▸ OBJECTIVE: Copy out word for word the lines from the one that contains "Please place a point on the person with" through the one that contains "(1272, 659)", including both of those lines.

▸ LISTED ENTRIES:
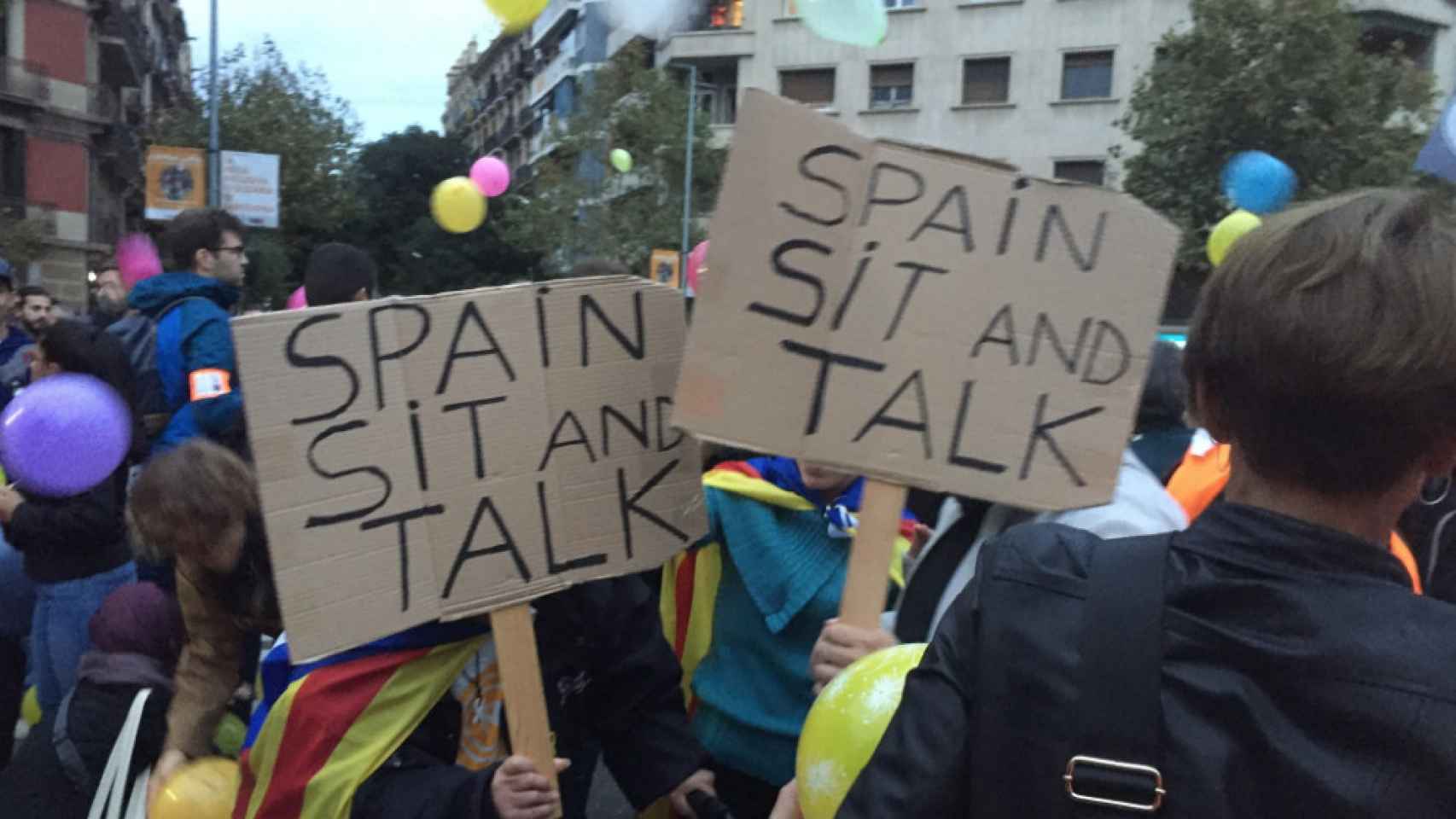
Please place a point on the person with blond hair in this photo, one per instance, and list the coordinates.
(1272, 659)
---
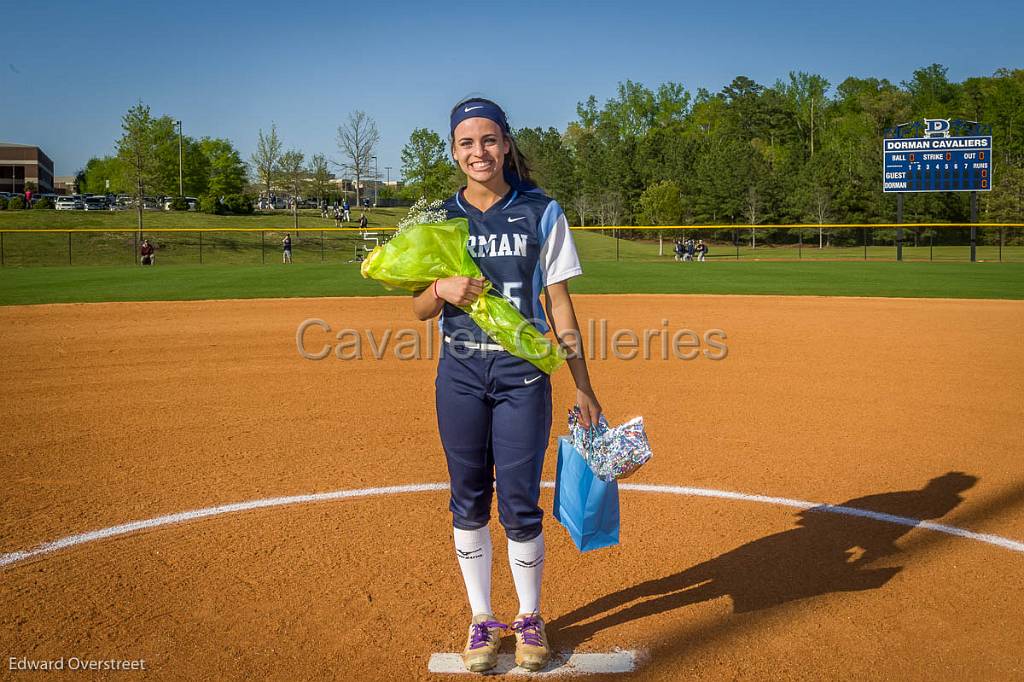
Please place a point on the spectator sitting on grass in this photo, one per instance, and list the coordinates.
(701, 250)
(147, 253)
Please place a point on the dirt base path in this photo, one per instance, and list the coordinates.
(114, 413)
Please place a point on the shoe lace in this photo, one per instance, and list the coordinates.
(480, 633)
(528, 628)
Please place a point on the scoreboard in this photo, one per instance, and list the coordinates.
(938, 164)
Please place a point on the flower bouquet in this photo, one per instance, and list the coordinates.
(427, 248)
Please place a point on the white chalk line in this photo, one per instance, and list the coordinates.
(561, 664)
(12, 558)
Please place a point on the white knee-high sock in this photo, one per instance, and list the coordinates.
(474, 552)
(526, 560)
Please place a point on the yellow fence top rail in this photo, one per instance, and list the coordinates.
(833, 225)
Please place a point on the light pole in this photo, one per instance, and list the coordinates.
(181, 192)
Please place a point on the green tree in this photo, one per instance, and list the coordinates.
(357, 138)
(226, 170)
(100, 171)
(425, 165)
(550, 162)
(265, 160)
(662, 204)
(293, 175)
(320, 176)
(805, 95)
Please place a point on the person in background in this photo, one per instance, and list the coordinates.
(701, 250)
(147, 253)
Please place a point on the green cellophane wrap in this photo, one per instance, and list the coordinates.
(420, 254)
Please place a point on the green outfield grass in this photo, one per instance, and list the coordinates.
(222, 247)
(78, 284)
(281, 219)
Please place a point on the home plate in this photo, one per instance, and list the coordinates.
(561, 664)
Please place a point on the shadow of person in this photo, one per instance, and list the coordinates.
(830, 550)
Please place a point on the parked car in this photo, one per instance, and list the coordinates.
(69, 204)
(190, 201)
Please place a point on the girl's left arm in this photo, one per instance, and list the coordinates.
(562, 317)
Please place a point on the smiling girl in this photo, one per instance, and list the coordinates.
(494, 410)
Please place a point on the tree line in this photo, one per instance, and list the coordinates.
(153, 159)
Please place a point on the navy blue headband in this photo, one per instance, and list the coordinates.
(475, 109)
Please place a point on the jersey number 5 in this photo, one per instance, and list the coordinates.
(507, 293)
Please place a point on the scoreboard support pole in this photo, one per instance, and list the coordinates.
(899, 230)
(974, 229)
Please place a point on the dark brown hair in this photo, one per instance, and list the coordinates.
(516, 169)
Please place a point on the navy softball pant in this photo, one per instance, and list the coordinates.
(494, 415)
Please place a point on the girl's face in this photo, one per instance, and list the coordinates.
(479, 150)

▸ CORRECT RESULT:
Please place a point on the person with blond hair in this photo, one per instance, and list the coordinates.
(1272, 659)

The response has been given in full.